Record set:
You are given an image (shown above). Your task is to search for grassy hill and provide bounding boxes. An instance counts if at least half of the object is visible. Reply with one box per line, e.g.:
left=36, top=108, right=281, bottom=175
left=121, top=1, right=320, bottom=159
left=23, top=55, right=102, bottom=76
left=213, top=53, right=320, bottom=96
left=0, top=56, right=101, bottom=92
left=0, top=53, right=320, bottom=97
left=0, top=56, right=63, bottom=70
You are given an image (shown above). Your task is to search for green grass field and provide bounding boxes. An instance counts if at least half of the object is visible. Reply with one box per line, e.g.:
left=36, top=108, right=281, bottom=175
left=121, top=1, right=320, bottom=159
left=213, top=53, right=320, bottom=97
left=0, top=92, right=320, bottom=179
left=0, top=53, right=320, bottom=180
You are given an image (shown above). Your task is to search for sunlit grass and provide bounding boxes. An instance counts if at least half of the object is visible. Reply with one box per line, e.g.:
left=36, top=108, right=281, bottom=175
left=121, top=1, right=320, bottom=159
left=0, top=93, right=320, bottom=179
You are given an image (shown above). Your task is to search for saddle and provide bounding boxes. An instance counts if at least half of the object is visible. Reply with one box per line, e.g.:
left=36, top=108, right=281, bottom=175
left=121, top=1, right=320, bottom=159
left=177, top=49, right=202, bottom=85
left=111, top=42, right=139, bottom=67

The task:
Please extract every line of the listing above and reproduce each one verbatim, in its original order.

Task output:
You are given an image (shown above). Your task is to search for grassy hill and provide bounding boxes. An instance counts if at least half of the object is visible. Reply with one box per line, e.g.:
left=36, top=108, right=281, bottom=175
left=121, top=1, right=320, bottom=159
left=23, top=55, right=102, bottom=76
left=213, top=53, right=320, bottom=96
left=0, top=56, right=101, bottom=92
left=0, top=53, right=320, bottom=97
left=0, top=56, right=63, bottom=70
You are given an image (shown above). Your task is to search for green grass field and provide bounding boxes. An instance counts if at least half of the object is visible. Reply with one box per line, e.g.:
left=36, top=108, right=281, bottom=175
left=121, top=1, right=320, bottom=159
left=213, top=53, right=320, bottom=97
left=0, top=92, right=320, bottom=179
left=0, top=53, right=320, bottom=180
You are given an image (shown above). Your task is to search for sunlit grass and provide bounding boxes. An instance counts if at least half of the object is visible. Reply with one box per line, e.g.:
left=36, top=108, right=281, bottom=175
left=121, top=1, right=320, bottom=159
left=0, top=93, right=320, bottom=179
You are given an image (shown above). Your task is to search for saddle and provide bounding boxes. An instance counts if at least half of the object is visible. Reply with one box per line, e.g.:
left=36, top=108, right=281, bottom=175
left=121, top=1, right=320, bottom=159
left=177, top=49, right=202, bottom=85
left=111, top=42, right=139, bottom=67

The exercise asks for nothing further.